------ Texto fornecido ------

Solo alagado em áreas do Pará e do Amapá armazena até 4 vezes mais carbono do que floresta de terra firme; preservação ajuda no equilíbrio do bioma e pode render créditos de mitigação
Na costa do Pará e do Amapá, no encontro entre o maior rio do mundo – o Amazonas – e o Oceano Atlântico, a floresta se torna mangue. Esse ecossistema peculiar armazena até quatro vezes mais carbono do que o cobertura vegetal de terra firme, segundo estudos conduzidos pelo ecologista marinho Angelo Bernardino.
Floresta de mangues-vermelhos e pretos em Curuçá (PA). As árvores ajudam as comunidades pesqueiras: quando a maré baixa, os peixes ficam presos nos manguezais, facilitando a pesca Foto: Pablo Albarenga/National Geographic
Os dados sobre o potencial de mitigação climática dos mangues obtidos pela pesquisa foram publicados pela primeira vez este ano pela revista científica Nature. O Brasil tem a segunda maior extensão de manguezais do mundo, dois terços deles na Amazônia, cuja importância foi menos estudada e divulgada em relação à floresta não alagável.

------

- Problema curto 1 -
Conte quantas linhas abaixo contêm a palavra "metal", diferenciando maiúsculas de minúsculas. Informe apenas o número.

------ Linhas fornecidas ------

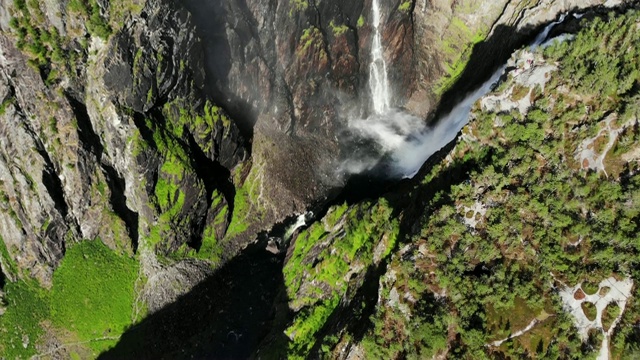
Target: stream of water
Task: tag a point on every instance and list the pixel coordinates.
(401, 140)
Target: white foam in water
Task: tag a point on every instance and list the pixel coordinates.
(402, 137)
(378, 81)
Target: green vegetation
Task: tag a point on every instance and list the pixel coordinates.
(90, 303)
(96, 24)
(456, 286)
(311, 41)
(93, 293)
(366, 226)
(27, 305)
(545, 215)
(338, 29)
(298, 5)
(457, 46)
(405, 6)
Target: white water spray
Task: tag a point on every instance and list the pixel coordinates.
(378, 81)
(402, 138)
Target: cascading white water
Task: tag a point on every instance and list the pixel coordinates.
(378, 81)
(401, 139)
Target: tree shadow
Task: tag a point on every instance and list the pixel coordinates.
(224, 317)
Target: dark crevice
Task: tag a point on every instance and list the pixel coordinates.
(223, 317)
(214, 177)
(88, 138)
(50, 178)
(147, 134)
(92, 143)
(118, 201)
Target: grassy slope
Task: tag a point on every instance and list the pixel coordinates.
(90, 304)
(453, 289)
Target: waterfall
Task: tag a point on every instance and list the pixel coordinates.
(378, 82)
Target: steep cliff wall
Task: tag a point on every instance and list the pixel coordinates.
(179, 132)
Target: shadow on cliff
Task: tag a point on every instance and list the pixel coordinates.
(211, 19)
(224, 317)
(488, 55)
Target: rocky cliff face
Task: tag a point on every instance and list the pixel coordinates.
(177, 132)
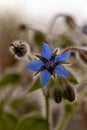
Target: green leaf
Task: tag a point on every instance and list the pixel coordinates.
(10, 79)
(72, 79)
(7, 121)
(36, 85)
(39, 38)
(32, 122)
(65, 41)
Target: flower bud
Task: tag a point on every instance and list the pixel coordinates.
(83, 55)
(19, 49)
(68, 93)
(57, 95)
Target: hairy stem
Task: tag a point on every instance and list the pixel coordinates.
(47, 108)
(63, 121)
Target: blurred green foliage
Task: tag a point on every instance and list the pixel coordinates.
(32, 122)
(8, 121)
(39, 38)
(10, 79)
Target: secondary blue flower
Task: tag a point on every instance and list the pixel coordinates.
(48, 63)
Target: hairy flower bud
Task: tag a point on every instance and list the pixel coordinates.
(83, 55)
(57, 95)
(68, 93)
(19, 49)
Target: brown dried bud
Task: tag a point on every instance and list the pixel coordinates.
(68, 93)
(70, 21)
(83, 55)
(57, 95)
(19, 49)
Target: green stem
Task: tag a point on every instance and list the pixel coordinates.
(62, 122)
(47, 108)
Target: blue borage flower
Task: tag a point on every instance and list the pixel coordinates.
(48, 63)
(84, 28)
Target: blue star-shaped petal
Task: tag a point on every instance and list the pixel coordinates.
(48, 63)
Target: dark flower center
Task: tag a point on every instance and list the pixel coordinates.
(50, 65)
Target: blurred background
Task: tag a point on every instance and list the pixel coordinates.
(61, 24)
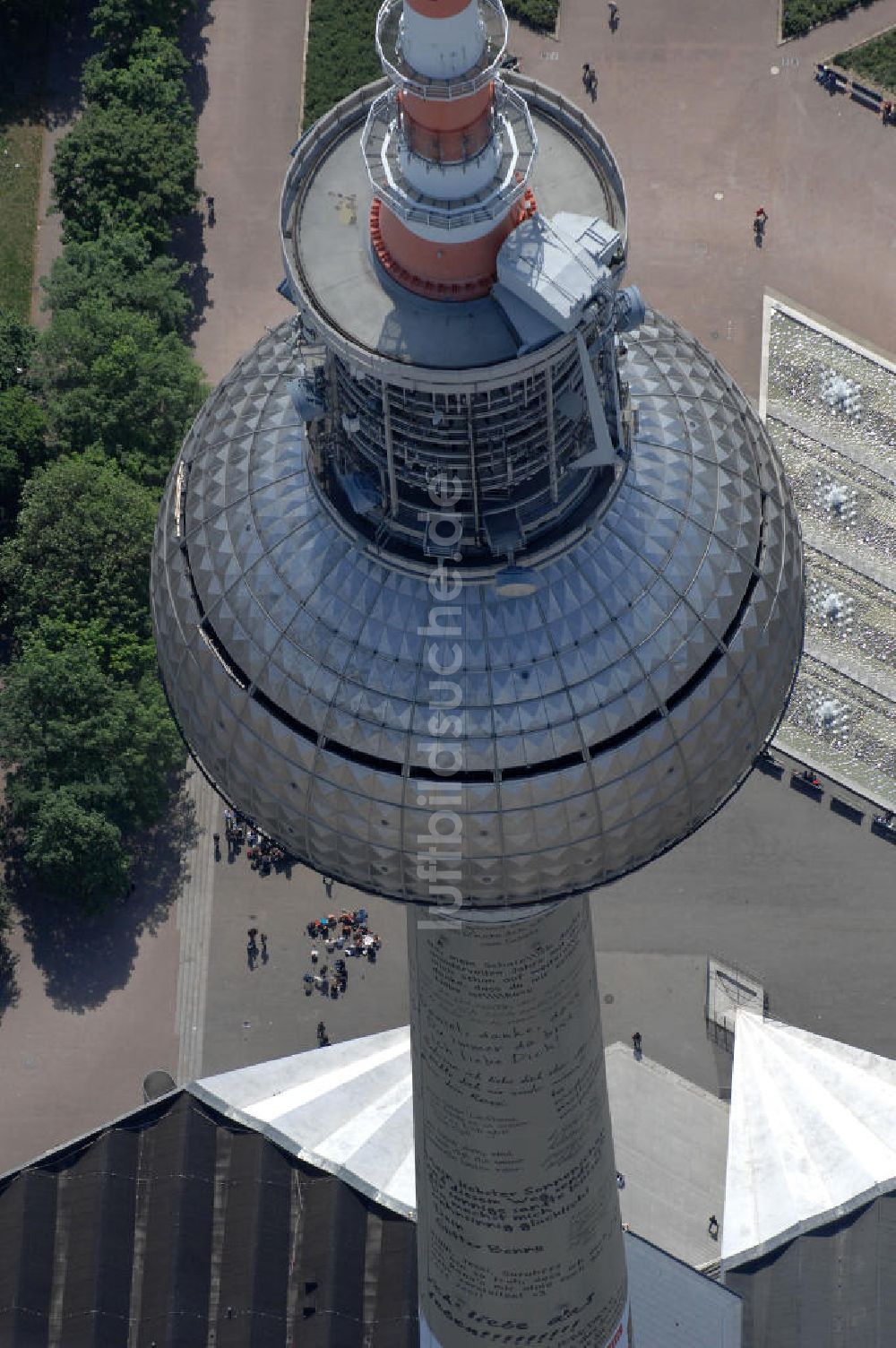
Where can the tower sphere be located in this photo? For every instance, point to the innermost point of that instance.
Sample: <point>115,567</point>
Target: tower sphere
<point>504,569</point>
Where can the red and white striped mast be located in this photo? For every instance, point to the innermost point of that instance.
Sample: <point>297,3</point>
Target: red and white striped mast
<point>449,147</point>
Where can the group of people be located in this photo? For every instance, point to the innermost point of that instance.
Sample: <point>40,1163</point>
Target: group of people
<point>262,851</point>
<point>252,946</point>
<point>331,983</point>
<point>347,933</point>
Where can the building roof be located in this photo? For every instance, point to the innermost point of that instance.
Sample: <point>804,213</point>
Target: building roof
<point>345,1109</point>
<point>829,1288</point>
<point>182,1224</point>
<point>348,1110</point>
<point>676,1307</point>
<point>813,1136</point>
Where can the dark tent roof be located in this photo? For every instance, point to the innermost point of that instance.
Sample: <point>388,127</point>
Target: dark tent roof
<point>178,1220</point>
<point>179,1227</point>
<point>831,1288</point>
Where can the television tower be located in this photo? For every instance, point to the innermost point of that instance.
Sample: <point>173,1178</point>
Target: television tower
<point>478,585</point>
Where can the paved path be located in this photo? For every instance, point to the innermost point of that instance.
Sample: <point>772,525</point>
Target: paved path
<point>90,1022</point>
<point>705,133</point>
<point>692,108</point>
<point>194,925</point>
<point>248,125</point>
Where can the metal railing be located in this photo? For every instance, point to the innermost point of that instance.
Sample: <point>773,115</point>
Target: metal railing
<point>388,48</point>
<point>382,144</point>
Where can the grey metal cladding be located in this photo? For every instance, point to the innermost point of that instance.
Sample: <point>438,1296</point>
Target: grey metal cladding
<point>602,717</point>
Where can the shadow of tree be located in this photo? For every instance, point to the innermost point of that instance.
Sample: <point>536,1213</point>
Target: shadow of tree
<point>187,246</point>
<point>8,981</point>
<point>85,956</point>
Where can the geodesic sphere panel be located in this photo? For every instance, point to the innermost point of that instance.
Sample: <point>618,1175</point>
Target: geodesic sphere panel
<point>599,719</point>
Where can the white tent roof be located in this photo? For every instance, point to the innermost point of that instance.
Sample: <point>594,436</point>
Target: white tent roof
<point>813,1134</point>
<point>345,1109</point>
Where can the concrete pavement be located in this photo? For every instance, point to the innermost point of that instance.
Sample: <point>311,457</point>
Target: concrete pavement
<point>709,119</point>
<point>778,883</point>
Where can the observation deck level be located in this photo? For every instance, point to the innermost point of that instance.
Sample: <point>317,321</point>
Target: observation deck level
<point>349,302</point>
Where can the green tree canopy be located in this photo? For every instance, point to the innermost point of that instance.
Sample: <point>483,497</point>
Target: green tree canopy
<point>117,24</point>
<point>120,269</point>
<point>114,380</point>
<point>81,549</point>
<point>123,168</point>
<point>66,722</point>
<point>18,340</point>
<point>74,851</point>
<point>23,445</point>
<point>151,81</point>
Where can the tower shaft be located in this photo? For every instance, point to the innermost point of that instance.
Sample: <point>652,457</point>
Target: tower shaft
<point>519,1232</point>
<point>449,149</point>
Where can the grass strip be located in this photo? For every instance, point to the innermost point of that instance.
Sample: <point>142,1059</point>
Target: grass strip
<point>21,150</point>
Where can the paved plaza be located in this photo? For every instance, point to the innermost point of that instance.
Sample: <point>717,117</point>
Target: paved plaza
<point>708,119</point>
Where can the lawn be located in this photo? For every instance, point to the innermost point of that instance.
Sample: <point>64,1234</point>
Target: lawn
<point>797,16</point>
<point>874,61</point>
<point>21,147</point>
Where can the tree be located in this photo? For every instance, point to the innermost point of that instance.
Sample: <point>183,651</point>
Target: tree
<point>18,340</point>
<point>114,380</point>
<point>151,81</point>
<point>81,549</point>
<point>123,168</point>
<point>23,445</point>
<point>119,267</point>
<point>117,24</point>
<point>75,851</point>
<point>65,722</point>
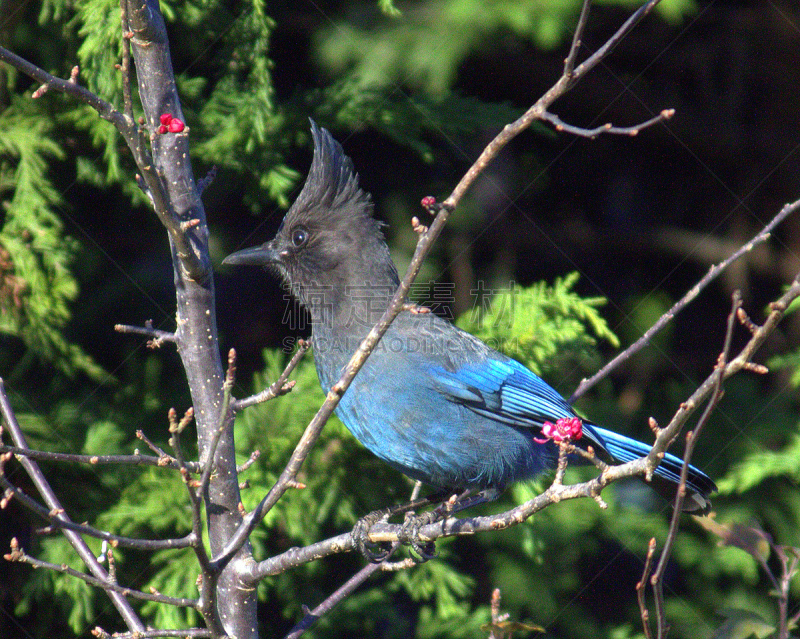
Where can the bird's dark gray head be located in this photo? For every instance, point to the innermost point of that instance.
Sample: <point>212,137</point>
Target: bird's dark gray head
<point>328,240</point>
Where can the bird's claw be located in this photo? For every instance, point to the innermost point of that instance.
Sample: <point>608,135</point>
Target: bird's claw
<point>362,541</point>
<point>410,534</point>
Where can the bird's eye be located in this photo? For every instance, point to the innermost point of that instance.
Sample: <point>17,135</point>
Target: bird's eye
<point>299,237</point>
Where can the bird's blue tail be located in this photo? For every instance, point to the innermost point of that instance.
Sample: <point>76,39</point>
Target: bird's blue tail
<point>668,474</point>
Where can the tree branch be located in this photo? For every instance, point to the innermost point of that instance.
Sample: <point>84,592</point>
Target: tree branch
<point>667,317</point>
<point>427,236</point>
<point>107,584</point>
<point>46,491</point>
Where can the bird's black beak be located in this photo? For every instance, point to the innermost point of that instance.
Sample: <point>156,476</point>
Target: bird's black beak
<point>256,256</point>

------

- Problema curto 2 -
Segundo o texto sobre os manguezais da Amazônia, de que forma as árvores do mangue ajudam as comunidades pesqueiras? Responda em uma a três frases.

- Resposta certa 1 -
4

- Resposta certa 2 -
Quando a maré baixa, os peixes ficam presos nos manguezais, o que facilita a pesca.